> What you need to do
Could you copy exactly the lines from the one containing "Mark one point on each instance of the bathtub" through the last line of the records below, and nothing else?

> Provided data
*-*-*

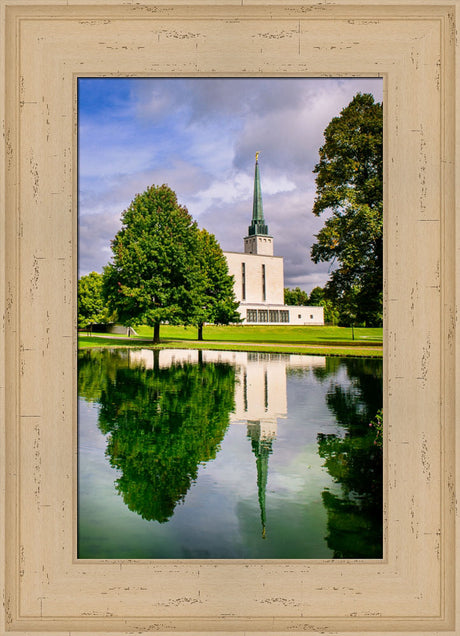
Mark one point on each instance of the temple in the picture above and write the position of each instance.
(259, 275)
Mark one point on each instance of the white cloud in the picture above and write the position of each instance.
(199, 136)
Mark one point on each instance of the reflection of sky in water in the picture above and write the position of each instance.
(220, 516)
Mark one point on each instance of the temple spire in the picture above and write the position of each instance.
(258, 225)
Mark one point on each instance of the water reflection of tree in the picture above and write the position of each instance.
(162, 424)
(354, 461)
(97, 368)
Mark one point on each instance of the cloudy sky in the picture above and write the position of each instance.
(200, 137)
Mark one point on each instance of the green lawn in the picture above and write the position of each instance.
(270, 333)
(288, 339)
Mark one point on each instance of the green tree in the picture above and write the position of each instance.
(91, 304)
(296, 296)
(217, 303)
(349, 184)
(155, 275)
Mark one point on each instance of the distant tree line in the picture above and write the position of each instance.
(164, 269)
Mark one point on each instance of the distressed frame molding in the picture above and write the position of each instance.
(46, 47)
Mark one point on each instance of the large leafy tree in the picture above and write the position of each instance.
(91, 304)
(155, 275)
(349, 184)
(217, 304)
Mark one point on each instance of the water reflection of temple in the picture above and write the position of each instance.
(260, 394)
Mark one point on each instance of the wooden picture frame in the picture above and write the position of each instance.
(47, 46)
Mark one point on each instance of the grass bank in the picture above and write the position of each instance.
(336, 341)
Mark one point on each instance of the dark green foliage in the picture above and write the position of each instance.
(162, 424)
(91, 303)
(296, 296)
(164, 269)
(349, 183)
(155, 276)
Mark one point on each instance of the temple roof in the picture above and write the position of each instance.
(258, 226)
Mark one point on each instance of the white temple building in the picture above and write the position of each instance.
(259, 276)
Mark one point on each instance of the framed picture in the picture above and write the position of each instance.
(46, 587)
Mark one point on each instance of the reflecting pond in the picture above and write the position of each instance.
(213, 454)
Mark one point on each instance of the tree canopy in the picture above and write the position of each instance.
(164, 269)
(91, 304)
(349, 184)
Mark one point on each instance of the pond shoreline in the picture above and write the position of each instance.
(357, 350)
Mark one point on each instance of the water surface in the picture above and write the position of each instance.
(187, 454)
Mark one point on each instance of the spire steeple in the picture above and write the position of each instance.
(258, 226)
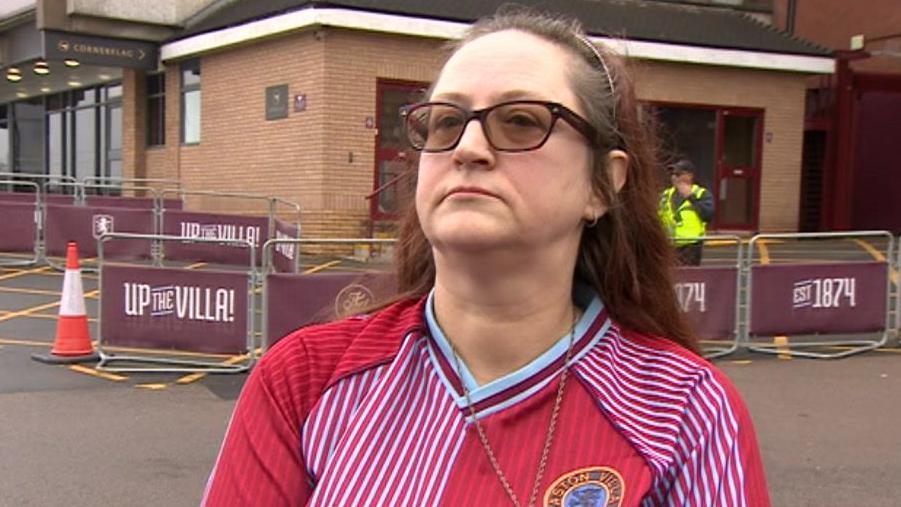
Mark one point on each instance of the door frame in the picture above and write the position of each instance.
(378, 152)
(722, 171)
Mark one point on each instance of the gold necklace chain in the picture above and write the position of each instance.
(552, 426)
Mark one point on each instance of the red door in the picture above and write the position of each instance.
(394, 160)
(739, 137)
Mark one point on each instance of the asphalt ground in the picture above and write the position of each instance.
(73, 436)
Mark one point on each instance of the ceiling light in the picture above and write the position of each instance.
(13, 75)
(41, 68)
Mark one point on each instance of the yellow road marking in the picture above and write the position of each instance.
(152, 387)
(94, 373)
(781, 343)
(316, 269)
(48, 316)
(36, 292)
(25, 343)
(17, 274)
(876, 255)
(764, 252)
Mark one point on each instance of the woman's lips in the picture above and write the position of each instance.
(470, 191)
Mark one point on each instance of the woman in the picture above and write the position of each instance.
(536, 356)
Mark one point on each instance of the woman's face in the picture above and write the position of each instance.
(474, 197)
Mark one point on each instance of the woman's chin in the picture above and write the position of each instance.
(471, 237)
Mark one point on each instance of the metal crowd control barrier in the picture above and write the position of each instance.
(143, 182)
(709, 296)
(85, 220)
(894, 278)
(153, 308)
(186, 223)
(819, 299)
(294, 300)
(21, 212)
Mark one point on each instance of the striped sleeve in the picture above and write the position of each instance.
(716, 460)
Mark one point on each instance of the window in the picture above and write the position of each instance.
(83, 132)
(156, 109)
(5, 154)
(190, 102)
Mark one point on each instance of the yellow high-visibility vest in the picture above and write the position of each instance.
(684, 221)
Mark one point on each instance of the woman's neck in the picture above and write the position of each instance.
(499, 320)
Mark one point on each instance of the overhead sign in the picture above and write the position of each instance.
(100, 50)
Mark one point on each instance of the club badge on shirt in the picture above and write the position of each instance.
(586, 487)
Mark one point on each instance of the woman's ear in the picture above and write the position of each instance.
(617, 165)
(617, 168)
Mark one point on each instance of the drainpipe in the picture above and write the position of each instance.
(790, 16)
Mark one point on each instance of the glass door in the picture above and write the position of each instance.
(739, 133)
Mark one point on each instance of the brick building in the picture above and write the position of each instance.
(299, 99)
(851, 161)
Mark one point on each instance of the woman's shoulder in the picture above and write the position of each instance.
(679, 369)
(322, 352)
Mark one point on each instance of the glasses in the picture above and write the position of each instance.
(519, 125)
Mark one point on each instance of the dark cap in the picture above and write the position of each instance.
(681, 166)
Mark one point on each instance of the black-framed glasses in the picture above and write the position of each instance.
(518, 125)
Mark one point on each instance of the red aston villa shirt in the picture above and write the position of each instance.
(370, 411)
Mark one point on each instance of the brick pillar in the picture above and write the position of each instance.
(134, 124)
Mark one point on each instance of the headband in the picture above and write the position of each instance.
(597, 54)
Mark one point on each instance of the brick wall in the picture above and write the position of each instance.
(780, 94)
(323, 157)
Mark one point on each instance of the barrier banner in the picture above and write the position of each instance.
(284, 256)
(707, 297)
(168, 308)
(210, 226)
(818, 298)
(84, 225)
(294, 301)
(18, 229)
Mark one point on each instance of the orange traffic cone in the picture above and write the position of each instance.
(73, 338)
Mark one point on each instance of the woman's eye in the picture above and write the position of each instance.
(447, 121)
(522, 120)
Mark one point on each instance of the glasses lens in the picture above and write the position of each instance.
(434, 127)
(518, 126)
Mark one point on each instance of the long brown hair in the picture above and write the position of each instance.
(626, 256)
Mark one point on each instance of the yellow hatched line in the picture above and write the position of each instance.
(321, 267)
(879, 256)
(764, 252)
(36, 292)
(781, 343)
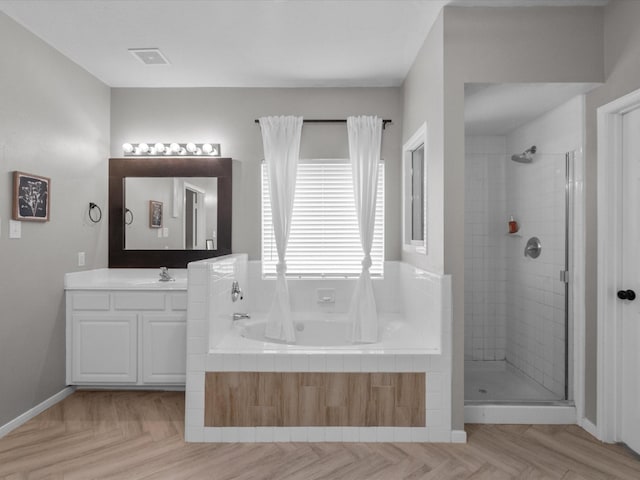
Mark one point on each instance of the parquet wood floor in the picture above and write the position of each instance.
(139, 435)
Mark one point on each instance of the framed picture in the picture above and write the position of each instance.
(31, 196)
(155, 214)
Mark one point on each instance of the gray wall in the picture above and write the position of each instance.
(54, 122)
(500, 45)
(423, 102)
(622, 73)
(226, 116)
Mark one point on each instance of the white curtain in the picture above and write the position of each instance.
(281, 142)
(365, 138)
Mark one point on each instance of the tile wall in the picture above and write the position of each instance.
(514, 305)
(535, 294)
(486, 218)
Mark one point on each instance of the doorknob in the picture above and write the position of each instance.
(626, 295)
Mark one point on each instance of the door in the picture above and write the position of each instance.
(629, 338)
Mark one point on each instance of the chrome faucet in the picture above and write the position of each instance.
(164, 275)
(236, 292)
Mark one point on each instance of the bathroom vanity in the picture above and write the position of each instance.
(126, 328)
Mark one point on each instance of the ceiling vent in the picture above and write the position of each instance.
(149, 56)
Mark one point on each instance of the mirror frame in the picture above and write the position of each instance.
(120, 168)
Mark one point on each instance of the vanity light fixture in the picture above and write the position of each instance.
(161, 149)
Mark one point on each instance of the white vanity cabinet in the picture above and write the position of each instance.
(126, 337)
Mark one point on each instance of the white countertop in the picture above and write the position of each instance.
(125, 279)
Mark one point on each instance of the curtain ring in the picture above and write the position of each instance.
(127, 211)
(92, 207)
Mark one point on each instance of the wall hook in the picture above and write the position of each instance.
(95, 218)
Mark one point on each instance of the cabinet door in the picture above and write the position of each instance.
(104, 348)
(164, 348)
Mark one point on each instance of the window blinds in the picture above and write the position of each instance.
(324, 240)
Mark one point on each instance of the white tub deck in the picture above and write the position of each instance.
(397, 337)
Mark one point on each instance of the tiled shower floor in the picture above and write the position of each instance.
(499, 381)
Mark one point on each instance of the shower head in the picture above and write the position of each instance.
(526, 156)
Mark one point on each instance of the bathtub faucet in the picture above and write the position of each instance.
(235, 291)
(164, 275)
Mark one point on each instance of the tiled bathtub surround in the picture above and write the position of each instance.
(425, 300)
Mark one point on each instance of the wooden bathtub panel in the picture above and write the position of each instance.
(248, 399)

*-*-*

> Task result
Mark one point on each instance of the bathtub faucet in the picture above and write the position of each instance.
(235, 291)
(164, 275)
Mark one point on each instance of the tiled bathtub surround in the picture above and write the position of each instance.
(425, 300)
Mark one point on each instance of the wooden bathtub panel in the picture above and write the position of each instance.
(248, 399)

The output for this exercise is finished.